Your goal:
Keep only the lines of the data below that contain "tally", and copy them.

Provided material:
════

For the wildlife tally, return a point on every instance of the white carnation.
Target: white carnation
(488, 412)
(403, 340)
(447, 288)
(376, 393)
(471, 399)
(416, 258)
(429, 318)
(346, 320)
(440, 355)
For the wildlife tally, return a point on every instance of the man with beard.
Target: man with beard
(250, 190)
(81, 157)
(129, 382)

════

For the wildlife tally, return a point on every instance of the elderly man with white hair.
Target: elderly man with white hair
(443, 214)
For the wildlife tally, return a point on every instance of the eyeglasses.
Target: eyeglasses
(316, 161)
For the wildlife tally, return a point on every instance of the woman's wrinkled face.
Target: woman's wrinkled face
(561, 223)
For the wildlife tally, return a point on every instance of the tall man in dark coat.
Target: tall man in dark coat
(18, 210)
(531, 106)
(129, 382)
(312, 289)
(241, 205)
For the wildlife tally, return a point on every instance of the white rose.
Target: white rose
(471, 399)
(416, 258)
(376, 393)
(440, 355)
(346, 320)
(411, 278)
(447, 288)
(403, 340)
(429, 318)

════

Final answer:
For the wildlife tally, return a point on every instance of the white carnation.
For the wildlife tally, return a point on every instance of the man with beard.
For the wildlife tally, return a point on every instance of the elderly man with white hair.
For the wildlife tally, return a point on every instance of the eyeglasses.
For the wildlife tally, return a point on every instance of the woman's wrinkled face.
For the wildlife tally, return a point on every instance of the tall man in dark coat.
For the wildlife tally, return a point on every instance of the white rose.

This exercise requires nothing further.